**TO BE DONE**:
Reproduce all of the data exactly, with no line skipped.
Begin GIVEN INFORMATION
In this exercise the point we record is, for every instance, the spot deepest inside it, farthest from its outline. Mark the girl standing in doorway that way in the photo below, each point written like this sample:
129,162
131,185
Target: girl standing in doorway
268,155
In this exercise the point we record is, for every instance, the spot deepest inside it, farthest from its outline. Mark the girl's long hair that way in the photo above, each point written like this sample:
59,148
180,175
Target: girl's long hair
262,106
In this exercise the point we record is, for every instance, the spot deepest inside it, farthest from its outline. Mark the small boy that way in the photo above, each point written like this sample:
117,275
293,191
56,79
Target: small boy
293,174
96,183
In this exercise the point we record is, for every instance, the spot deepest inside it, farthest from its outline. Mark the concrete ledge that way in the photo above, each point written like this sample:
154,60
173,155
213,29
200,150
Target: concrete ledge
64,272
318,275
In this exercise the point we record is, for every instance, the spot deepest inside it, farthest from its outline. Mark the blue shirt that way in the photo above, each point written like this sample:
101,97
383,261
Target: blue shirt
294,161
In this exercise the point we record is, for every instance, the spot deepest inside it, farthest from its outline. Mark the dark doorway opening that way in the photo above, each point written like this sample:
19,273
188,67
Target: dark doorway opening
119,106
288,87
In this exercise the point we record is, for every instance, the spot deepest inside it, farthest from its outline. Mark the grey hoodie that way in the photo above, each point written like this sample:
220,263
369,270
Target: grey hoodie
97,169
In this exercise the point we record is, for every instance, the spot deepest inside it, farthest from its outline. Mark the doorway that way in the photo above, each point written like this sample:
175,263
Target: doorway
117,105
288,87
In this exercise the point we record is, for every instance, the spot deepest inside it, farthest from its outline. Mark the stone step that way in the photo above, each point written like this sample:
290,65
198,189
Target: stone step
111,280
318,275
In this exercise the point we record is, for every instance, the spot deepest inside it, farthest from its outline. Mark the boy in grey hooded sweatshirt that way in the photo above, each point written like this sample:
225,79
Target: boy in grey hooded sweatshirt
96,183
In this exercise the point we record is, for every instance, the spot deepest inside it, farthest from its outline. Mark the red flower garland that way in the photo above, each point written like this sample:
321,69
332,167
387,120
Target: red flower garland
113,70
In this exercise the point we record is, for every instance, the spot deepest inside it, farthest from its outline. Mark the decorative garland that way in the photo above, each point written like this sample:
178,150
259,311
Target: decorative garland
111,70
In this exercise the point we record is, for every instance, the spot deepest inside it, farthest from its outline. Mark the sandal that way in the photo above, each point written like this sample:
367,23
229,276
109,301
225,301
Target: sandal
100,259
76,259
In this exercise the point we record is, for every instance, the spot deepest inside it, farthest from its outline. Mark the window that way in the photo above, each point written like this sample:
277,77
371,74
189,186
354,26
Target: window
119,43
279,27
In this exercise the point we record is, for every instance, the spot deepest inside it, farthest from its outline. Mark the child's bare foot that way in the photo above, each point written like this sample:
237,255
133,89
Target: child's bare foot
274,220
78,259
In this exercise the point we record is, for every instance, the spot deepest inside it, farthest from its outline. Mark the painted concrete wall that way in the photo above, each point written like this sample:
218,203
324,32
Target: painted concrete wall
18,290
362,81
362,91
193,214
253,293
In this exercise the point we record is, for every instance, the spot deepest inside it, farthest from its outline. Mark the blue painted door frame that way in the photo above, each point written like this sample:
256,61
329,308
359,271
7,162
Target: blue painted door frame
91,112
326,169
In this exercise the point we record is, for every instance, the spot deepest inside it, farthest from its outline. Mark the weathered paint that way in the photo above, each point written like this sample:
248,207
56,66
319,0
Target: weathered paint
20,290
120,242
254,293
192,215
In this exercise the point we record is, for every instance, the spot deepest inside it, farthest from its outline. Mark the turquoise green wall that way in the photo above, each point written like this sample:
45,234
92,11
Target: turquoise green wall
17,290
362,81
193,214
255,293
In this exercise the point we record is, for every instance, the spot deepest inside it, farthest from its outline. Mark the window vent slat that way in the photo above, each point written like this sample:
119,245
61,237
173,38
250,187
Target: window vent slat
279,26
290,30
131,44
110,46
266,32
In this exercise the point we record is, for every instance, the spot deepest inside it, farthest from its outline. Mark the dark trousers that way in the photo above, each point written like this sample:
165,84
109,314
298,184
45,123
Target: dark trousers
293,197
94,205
End GIVEN INFORMATION
**OUTPUT FOR THIS EXERCISE**:
In this exercise the point we record is, for every instance, the spot deepest inside it, farthest from its outline. Mark the girl standing in doorway that way in the photo below, each point written like this sample:
129,162
131,185
Target: girl standing in doorway
268,155
In this exercise the point we record is, for every instance, the spot deepest inside it, farthest from its outline. Mark the girl's long hair that way in the photo above, each point written like this sample:
59,148
180,175
Target: girl's long hair
262,106
In this exercise the point we record is, for every instance, the spot deepest inside it, farthest from its outline. Mark the small boy that way in the photo above, each point written like this sample:
117,275
293,191
56,79
Target: small boy
293,174
96,183
In this exercise the point we record is, for every instance, the spot deepest inside it, farthest from its outline. Mark the concrete ledge that way in the photo above, each point written like this sample:
154,60
173,155
213,29
200,150
Target: concrete ledge
64,272
318,275
In this exercise the point we record is, for every instance, the spot deepest inside it, farthest from its outline. Mark the blue shirt that way in the photo above, each point written like this sample:
101,97
383,261
Target: blue shirt
294,161
In this exercise the point we record is, for every instance, the spot deepest inside it, farthest from its outline. Mark the dark doorway opening that way in the photo above, each point written like this sample:
19,273
188,67
Target: dark doorway opening
119,106
288,87
In this exercise the point we record is, for every instance, the spot deepest inside it, farthest from its outline. Mark the grey hoodie that way in the photo above, each point written like this sample:
220,263
369,270
Target: grey hoodie
97,169
In this exercise the point we record is, for every instance, the spot deepest inside it, farthest from its outline. Mark the doorway that way in the photo above, each point written like this sample:
175,263
Target: doorway
117,105
288,87
In this exercise the point we record is, for every instance, the spot deepest inside it, farthest from its outline. Mark the stone step that way in the photo above, each point written like this sample:
290,65
198,189
Target: stone step
111,280
318,275
In this exercise the point we record is, for every instance, the spot deepest inside it, farthest from its outline. Mark the boy in grey hooded sweatshirt that way in the photo above, each point written like this sample:
225,79
Target: boy in grey hooded sweatshirt
96,183
In this exercise the point we record is, for every instance, the spot deepest inside it, farthest from its outline. Mark the red flower garland that way in the photo above, each point written like this sample:
321,69
332,167
387,120
Target: red flower garland
113,70
In this exercise the point we record is, for every instance, the spot deepest inside it, farthest from its outline. Mark the decorative garland that way in the photo above, each point written like this sample:
178,150
259,311
Target: decorative garland
111,70
In this exercise the point we record is, for every instance, the spot deepest inside it, farthest from its outline. Mark the sandal that way in the photo above, each point written like this sample:
367,23
229,276
109,301
225,301
Target: sandal
100,259
76,259
In this exercise the point we record is, for every instance, the spot deepest inside it, farthest from its outline. Mark the window that way in the photo above, each point written like this sample:
277,77
371,74
189,186
354,26
Target: window
119,43
279,27
In this exercise the point we record is, for every instance, the spot deepest inside it, farthest from its outline. Mark the child's bare foot that way in the photo above, each point written like this sample:
237,255
133,89
Target: child's bare foot
274,220
78,259
In this exercise the point we record is, for every instance, the spot deepest inside it, farthest from its outline. Mark the painted concrete wall that way in the photo above, each point written like this sample:
218,203
324,32
Target: painted concrete wall
18,290
362,81
362,91
193,214
253,293
In this exercise the point we record is, for every instance, the spot deepest inside it, farthest from its outline. Mark the blue painted door frame that way in the photo above, each point written like this sample:
256,61
329,308
359,271
7,162
Target: blue painted door frame
91,112
326,169
In this exercise the point we record is, for every instance, the spot deepest inside it, farthest from its outline. Mark the weathered paint that way in the photo above, each point written like this sample:
248,207
56,66
319,0
Target: weathered paint
20,290
120,242
254,293
192,215
In this exercise the point we record is, for every instance, the spot deepest inside it, farthest from its outline. Mark the turquoise green wall that way in the photo above, each point written like this sample:
45,234
92,11
Target: turquoise green wall
17,290
362,81
193,214
255,293
In this exercise the point we record is, for every instance, the spot deepest inside it, farthest from its outline. Mark the window vent slat that way in the photo above, each point written like this sample:
119,245
61,237
173,38
250,187
Target: window vent slat
279,26
290,30
131,44
110,46
266,32
In this exercise the point we record is, for every instance, the spot deepest inside it, farthest from its outline. Mark the dark trousers that way in the photo above, each point written like this sample:
165,84
109,314
298,184
45,123
Target: dark trousers
293,197
94,205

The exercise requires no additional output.